Instructions to follow
Copy every record exactly. Nothing may be skipped.

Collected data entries

***

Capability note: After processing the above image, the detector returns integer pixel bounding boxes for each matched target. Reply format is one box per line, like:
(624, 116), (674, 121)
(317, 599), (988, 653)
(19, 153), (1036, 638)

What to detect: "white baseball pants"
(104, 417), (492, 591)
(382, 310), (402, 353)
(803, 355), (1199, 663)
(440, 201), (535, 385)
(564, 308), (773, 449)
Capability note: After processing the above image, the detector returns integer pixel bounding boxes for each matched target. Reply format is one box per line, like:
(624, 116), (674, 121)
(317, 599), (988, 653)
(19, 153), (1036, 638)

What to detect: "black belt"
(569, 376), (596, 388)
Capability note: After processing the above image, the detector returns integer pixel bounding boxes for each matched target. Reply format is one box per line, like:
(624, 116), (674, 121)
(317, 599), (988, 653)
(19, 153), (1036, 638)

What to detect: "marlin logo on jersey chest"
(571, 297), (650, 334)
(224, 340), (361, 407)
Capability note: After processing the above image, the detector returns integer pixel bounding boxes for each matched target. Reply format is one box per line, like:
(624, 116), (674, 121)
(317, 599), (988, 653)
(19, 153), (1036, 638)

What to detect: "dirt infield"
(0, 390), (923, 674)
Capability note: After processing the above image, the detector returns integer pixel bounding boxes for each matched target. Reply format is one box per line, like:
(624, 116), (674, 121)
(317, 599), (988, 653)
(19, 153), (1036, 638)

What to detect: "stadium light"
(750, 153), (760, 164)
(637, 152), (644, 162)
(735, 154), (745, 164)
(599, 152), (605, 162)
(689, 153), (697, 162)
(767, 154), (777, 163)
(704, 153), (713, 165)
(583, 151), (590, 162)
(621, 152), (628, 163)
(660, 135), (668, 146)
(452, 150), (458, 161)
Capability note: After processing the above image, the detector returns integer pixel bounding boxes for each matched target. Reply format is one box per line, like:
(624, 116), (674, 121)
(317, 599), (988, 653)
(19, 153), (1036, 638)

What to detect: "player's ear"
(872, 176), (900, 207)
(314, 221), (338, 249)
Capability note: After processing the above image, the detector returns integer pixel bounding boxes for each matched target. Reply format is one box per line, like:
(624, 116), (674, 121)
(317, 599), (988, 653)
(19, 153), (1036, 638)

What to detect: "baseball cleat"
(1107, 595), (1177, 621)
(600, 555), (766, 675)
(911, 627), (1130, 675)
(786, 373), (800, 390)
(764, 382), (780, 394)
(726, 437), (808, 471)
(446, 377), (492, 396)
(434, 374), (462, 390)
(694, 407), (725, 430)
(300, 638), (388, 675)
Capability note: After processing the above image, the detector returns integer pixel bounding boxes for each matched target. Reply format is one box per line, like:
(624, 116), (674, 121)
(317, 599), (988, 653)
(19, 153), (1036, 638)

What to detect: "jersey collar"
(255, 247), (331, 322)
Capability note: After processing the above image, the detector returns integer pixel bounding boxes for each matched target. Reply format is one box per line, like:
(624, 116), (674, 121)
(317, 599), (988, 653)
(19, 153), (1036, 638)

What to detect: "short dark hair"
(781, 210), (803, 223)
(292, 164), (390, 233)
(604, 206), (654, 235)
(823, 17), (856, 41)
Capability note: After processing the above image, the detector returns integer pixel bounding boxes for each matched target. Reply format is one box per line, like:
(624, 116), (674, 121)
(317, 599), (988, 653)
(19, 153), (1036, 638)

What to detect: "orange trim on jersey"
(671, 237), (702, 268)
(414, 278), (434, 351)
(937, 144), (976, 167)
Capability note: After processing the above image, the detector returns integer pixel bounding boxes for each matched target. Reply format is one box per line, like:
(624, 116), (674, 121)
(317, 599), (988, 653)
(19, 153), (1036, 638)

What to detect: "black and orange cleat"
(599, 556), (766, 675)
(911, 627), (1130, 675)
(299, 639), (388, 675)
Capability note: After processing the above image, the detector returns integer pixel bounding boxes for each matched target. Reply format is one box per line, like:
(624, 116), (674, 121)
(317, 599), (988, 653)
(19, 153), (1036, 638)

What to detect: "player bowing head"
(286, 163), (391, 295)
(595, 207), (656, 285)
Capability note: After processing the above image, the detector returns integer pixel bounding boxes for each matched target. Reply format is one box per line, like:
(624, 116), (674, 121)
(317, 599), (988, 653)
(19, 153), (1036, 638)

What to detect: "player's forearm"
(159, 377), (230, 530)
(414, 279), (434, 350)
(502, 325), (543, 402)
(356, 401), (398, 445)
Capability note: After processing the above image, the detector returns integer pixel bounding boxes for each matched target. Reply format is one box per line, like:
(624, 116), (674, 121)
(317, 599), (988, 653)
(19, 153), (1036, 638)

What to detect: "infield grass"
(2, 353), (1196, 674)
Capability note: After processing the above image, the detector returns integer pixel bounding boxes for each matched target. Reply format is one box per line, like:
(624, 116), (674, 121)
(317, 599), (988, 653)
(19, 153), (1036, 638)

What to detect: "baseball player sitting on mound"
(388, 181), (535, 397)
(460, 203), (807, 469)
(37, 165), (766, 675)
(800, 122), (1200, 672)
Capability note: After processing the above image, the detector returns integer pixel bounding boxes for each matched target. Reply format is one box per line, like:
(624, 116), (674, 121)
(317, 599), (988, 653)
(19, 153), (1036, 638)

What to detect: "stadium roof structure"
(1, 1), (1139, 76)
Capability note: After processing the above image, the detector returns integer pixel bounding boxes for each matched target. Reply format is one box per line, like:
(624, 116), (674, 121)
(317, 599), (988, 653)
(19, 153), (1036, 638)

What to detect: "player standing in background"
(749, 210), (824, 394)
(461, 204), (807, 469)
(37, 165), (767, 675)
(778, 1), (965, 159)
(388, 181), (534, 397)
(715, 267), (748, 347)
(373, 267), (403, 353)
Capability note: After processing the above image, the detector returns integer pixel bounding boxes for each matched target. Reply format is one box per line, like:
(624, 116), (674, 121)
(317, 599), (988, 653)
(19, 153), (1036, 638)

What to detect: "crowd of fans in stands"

***

Answer space
Capability note: After processing the above image, the detector returns integer pixel bounding boxes for each matched target. Reply format is one box per line, like:
(624, 116), (674, 121)
(317, 599), (988, 653)
(19, 153), (1036, 638)

What to detect: "white baseball pants"
(104, 417), (492, 591)
(382, 310), (402, 353)
(803, 355), (1199, 663)
(440, 201), (535, 385)
(564, 308), (773, 449)
Capability note: After processing the above image, the detector returns integer pixel bounding boxes for each matched target. Reply format is one box per line, like:
(624, 116), (674, 121)
(317, 599), (988, 653)
(19, 153), (1036, 638)

What to detect: "black belt"
(569, 376), (596, 388)
Capability note: After processing the above image, the detector returns integer pixel bounding boxes for each matched target. Reply format is one box per line, like:
(624, 116), (674, 121)
(317, 599), (988, 653)
(19, 153), (1036, 638)

What to detect: "marlin logo on jersey chest"
(571, 297), (650, 334)
(224, 340), (361, 407)
Capability note: After processing the above image, the detector returns integer pixel bounding boxes for each matched target. Reply format is one box per line, like:
(624, 116), (674, 121)
(317, 599), (988, 653)
(19, 153), (1036, 638)

What to detect: "dirt infield"
(0, 390), (923, 674)
Capability note: After processing the above image, the detector returns integer pixel bounding boxes for each matched target. Reply format is one box per line, like:
(624, 116), (674, 121)
(317, 599), (988, 653)
(19, 153), (1036, 638)

What to detect: "stadium light"
(750, 153), (760, 164)
(637, 152), (644, 162)
(735, 154), (745, 164)
(599, 152), (605, 162)
(689, 153), (697, 162)
(767, 154), (777, 163)
(704, 153), (713, 165)
(583, 151), (590, 162)
(621, 152), (628, 163)
(660, 135), (668, 146)
(452, 150), (458, 161)
Capability note: After processing the above image, the detector returns integer pixel bounding boxes for each matched target. Reply format is one box per line, like:
(624, 116), (674, 121)
(317, 599), (988, 653)
(19, 153), (1036, 638)

What to detect: "player's ear"
(872, 176), (900, 207)
(314, 221), (338, 249)
Capability note: After processing the above image, the detector returns integer pixel bounding boxes for each matched target. Reply format is one box per line, like:
(624, 116), (674, 121)
(317, 599), (988, 653)
(19, 153), (1036, 638)

What to detect: "baseball cleat"
(1107, 595), (1177, 621)
(600, 555), (766, 675)
(911, 627), (1130, 675)
(786, 373), (800, 390)
(764, 382), (780, 394)
(726, 437), (808, 471)
(446, 377), (492, 396)
(434, 374), (462, 390)
(694, 407), (725, 430)
(300, 638), (388, 675)
Capability note: After processing the above image, the detector returns integer pixel bounding boxes for each matched target. Reply format is one box per line, like:
(624, 116), (674, 121)
(317, 599), (988, 653)
(19, 153), (1036, 638)

What to detect: "jersey collar"
(255, 247), (331, 322)
Capability note: After processing the above image, the detector returns integer pixel bounding boxes for each matched target. Reply format is one box per line, like:
(624, 116), (674, 121)
(317, 599), (988, 653)
(19, 153), (1036, 638)

What to detect: "short dark hair"
(781, 210), (803, 223)
(292, 164), (390, 233)
(604, 206), (654, 235)
(823, 17), (856, 41)
Capability note: After processing the above image, the detector returns integer pixel bounding boxes for each matched target. Reply format is one box per line, like:
(624, 116), (674, 121)
(317, 599), (988, 653)
(19, 153), (1036, 638)

What to detect: "orange trim on jersey"
(671, 237), (702, 268)
(414, 278), (434, 351)
(937, 144), (976, 167)
Capability note: After processing the above image, the detector returns integer pixel bounding boxes for each matched target. Reply format is one box per line, like:
(624, 116), (674, 121)
(317, 599), (988, 653)
(19, 153), (1036, 638)

What to detect: "black and orange cleat"
(599, 556), (766, 675)
(911, 627), (1130, 675)
(299, 639), (388, 675)
Capability note: After processing the above image, the detector returns integer pixel bounding boxes for each matched target. Reply format is one box per line, like:
(624, 116), (674, 121)
(317, 599), (988, 653)
(19, 153), (1036, 638)

What to detect: "player bowing head"
(286, 163), (391, 295)
(595, 207), (656, 285)
Capability note: After processing the above image, the detector returns integer pixel bounding boxes for each matched target. Reply format is one box per line, like:
(624, 116), (674, 121)
(317, 599), (988, 653)
(19, 153), (1036, 638)

What to detect: "player's forearm"
(159, 377), (230, 530)
(414, 279), (434, 350)
(502, 325), (543, 402)
(356, 401), (398, 445)
Capability note: After processing the above image, the detector returns integer pixel bounding boxes for each matched target. Reply format is one box per line, like:
(624, 116), (674, 121)
(317, 599), (988, 653)
(19, 153), (1036, 638)

What to detect: "infield grass"
(2, 353), (1196, 674)
Capability note: After processing the above image, the detector returns integer pixel bounding boxes for each matched target. Reply format is one box per line, like:
(624, 116), (674, 121)
(317, 599), (988, 653)
(19, 153), (1036, 638)

What to detect: "baseball player sitting on mound"
(388, 181), (535, 397)
(460, 203), (807, 469)
(37, 165), (766, 675)
(800, 122), (1200, 672)
Capability note: After processing the above image, the detector returns integer pixel bounding boxes for each matched target. Reply format is one box per line, like:
(624, 116), (674, 121)
(317, 599), (988, 653)
(19, 153), (1036, 638)

What to detect: "stadium roof structure"
(1, 1), (1139, 76)
Capability note: After processing the above image, the detector returns integer pixel bounding boxes for each matched target. Reply format is one box per line, like:
(624, 116), (674, 121)
(317, 599), (988, 653)
(19, 153), (1036, 638)

What to detect: "player standing in background"
(749, 210), (824, 394)
(461, 204), (807, 469)
(37, 165), (767, 675)
(778, 1), (965, 159)
(388, 181), (534, 397)
(715, 267), (748, 347)
(373, 267), (403, 353)
Capability note: After processing the above image, the detector returns integer pixel bounding boxes for each matched target. Reply format is one box per line, like:
(624, 116), (674, 121)
(317, 599), (988, 653)
(19, 153), (1036, 638)

What to detect: "crowd of fans in stands"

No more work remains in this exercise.